---- Items

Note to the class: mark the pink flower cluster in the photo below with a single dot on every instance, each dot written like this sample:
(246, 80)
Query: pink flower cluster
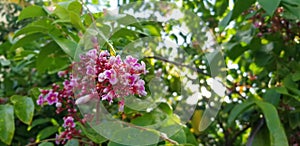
(97, 76)
(115, 79)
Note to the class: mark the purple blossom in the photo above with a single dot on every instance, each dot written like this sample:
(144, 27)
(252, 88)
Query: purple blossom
(69, 122)
(41, 100)
(130, 60)
(111, 75)
(51, 97)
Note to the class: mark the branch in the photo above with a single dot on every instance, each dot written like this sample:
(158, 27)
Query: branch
(254, 132)
(54, 139)
(162, 135)
(88, 10)
(178, 64)
(240, 132)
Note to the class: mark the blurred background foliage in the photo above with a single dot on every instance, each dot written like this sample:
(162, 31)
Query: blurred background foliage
(260, 44)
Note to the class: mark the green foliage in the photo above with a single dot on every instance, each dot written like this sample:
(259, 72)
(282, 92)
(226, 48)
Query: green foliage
(24, 108)
(277, 134)
(7, 126)
(260, 46)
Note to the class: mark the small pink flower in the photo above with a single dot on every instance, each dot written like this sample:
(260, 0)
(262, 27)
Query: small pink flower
(69, 122)
(101, 77)
(92, 54)
(58, 105)
(111, 75)
(41, 100)
(109, 96)
(83, 99)
(121, 105)
(130, 79)
(52, 97)
(90, 70)
(140, 87)
(130, 60)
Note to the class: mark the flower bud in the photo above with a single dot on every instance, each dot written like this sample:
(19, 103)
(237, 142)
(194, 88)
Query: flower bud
(58, 105)
(83, 99)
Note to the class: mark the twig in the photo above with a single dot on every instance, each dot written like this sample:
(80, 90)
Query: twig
(54, 139)
(89, 12)
(162, 135)
(254, 132)
(239, 133)
(178, 64)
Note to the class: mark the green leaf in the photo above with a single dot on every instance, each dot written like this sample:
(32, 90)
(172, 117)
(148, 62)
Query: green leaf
(24, 108)
(38, 122)
(27, 39)
(35, 92)
(42, 26)
(272, 96)
(32, 11)
(52, 59)
(179, 137)
(75, 6)
(46, 132)
(260, 138)
(237, 110)
(190, 137)
(76, 21)
(61, 12)
(91, 134)
(46, 144)
(133, 136)
(269, 6)
(221, 6)
(68, 46)
(291, 8)
(294, 120)
(224, 22)
(7, 123)
(241, 6)
(111, 143)
(72, 142)
(277, 133)
(144, 120)
(165, 107)
(296, 76)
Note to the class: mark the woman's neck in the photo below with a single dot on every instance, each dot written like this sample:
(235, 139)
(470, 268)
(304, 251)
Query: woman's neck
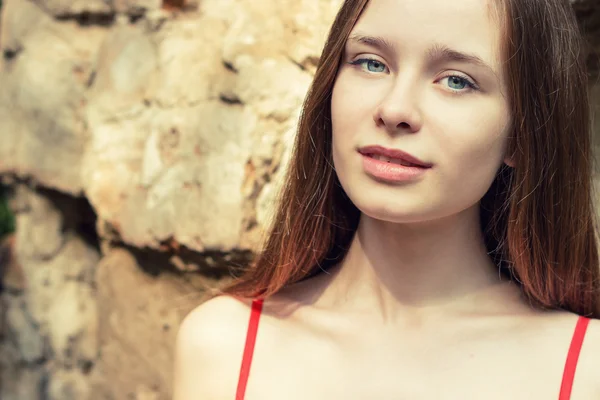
(396, 269)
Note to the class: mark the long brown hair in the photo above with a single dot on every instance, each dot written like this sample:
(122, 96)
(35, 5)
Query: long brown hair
(538, 218)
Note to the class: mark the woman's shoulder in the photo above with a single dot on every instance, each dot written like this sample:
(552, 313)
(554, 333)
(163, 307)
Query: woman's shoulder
(588, 368)
(209, 347)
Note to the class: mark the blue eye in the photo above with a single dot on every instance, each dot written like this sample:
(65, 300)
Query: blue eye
(459, 83)
(372, 64)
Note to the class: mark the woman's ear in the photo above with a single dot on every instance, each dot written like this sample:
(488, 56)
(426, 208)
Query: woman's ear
(509, 161)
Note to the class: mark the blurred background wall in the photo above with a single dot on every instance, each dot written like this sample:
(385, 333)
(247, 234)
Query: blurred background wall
(141, 145)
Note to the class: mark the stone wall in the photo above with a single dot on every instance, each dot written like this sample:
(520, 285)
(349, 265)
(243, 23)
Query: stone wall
(143, 141)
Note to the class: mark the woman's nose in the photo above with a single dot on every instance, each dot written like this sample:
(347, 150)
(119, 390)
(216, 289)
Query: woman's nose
(398, 111)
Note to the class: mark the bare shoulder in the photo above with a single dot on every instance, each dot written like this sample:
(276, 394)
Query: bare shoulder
(589, 363)
(208, 349)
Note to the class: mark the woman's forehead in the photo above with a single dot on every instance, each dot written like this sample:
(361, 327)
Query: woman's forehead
(471, 26)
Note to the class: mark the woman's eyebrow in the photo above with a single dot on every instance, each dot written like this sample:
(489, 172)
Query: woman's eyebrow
(376, 42)
(441, 53)
(436, 54)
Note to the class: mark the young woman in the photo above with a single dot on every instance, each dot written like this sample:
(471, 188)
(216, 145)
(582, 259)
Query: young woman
(436, 237)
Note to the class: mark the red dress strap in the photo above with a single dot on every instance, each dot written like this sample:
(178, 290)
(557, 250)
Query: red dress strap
(572, 357)
(249, 348)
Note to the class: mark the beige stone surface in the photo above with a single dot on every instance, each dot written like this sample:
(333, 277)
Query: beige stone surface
(145, 140)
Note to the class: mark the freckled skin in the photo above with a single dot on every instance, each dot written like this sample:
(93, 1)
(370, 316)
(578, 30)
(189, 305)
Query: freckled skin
(411, 106)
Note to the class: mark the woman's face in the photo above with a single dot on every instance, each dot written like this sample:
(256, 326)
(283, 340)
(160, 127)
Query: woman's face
(424, 77)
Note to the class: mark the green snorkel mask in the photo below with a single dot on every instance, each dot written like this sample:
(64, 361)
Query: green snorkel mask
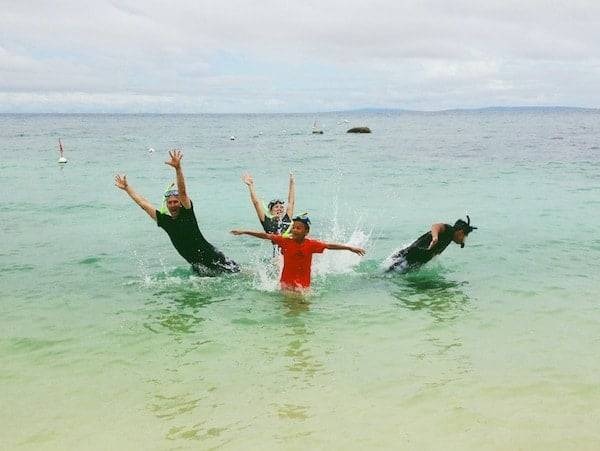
(170, 191)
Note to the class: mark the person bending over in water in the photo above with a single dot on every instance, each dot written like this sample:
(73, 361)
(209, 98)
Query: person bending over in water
(181, 224)
(297, 252)
(430, 244)
(278, 220)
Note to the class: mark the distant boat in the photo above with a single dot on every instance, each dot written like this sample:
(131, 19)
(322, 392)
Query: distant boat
(359, 130)
(317, 130)
(62, 159)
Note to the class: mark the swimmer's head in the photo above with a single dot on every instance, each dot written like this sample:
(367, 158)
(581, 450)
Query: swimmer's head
(301, 226)
(462, 230)
(172, 201)
(276, 207)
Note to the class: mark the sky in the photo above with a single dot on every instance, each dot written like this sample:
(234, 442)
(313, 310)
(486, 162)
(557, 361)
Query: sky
(279, 56)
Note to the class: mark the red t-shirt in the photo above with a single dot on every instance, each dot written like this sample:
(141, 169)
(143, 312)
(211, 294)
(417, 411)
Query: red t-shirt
(297, 260)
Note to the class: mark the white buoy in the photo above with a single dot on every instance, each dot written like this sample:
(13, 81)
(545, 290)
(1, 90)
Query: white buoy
(62, 159)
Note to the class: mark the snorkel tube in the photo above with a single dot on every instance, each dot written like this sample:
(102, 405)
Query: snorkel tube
(171, 188)
(466, 227)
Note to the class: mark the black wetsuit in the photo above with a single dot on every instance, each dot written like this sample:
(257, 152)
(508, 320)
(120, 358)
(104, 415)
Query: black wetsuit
(191, 245)
(276, 226)
(418, 254)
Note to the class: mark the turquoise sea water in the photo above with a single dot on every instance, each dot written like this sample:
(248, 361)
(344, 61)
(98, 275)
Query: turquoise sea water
(108, 341)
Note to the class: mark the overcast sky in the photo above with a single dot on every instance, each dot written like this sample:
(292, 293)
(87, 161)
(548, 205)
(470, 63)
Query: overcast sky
(233, 56)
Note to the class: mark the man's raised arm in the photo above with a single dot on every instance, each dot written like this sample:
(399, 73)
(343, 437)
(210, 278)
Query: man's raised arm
(345, 247)
(291, 196)
(175, 162)
(262, 235)
(121, 183)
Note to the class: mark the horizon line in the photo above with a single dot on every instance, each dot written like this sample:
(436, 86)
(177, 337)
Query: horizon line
(346, 111)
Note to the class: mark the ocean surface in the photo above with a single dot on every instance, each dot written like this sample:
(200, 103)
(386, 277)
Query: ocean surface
(109, 341)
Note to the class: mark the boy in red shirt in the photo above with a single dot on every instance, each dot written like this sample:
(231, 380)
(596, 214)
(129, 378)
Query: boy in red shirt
(297, 252)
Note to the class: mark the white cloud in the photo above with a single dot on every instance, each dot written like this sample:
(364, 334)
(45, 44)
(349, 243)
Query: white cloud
(278, 55)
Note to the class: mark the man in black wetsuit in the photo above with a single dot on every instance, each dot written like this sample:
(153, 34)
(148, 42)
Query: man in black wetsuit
(431, 244)
(181, 224)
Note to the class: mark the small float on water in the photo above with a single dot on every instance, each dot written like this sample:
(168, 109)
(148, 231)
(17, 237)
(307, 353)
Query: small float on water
(62, 159)
(359, 130)
(317, 130)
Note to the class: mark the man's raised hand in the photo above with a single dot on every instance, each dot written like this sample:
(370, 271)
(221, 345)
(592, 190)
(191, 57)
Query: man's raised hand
(176, 156)
(121, 181)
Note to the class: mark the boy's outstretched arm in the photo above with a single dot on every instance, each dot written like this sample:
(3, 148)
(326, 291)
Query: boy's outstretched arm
(262, 235)
(291, 196)
(344, 247)
(248, 180)
(121, 183)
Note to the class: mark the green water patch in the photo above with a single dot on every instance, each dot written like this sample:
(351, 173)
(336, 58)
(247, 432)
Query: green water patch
(430, 291)
(16, 268)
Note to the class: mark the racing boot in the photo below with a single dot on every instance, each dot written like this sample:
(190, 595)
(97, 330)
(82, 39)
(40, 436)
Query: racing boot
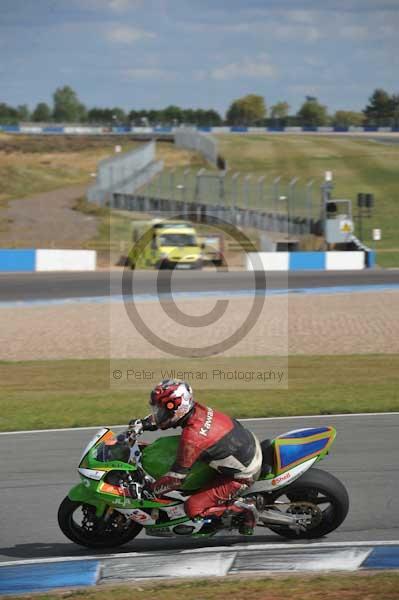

--------

Duplicate the listing from the line containing "Note to the class: mark the racing" through the end of the listing, including both ends, and leave the pictures out.

Note to the class: mark the racing boot in the photo below with a single dot on every instance, each dot written like this sample:
(190, 595)
(97, 330)
(82, 39)
(40, 436)
Query: racing boot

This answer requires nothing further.